Short exercise
Update the listing by replacing "green lawn" with "grassy lawn" everywhere it appears and keeping everything else the same. Leave the pictures out of your answer.

Provided entries
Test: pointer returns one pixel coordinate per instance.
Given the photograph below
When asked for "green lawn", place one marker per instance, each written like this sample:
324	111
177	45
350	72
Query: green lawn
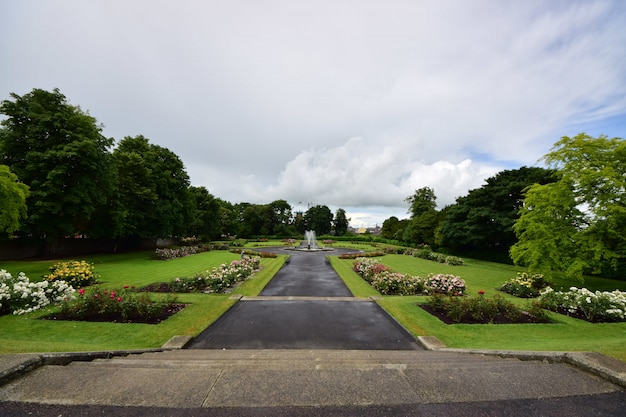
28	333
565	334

Task output
Test: pointer returns one pixel coordinate per instance.
Given the photograph below
When asked for "grassy lawn", place one marker per instance, each written like this sample:
324	111
177	45
350	72
Query: grassy lawn
28	333
565	334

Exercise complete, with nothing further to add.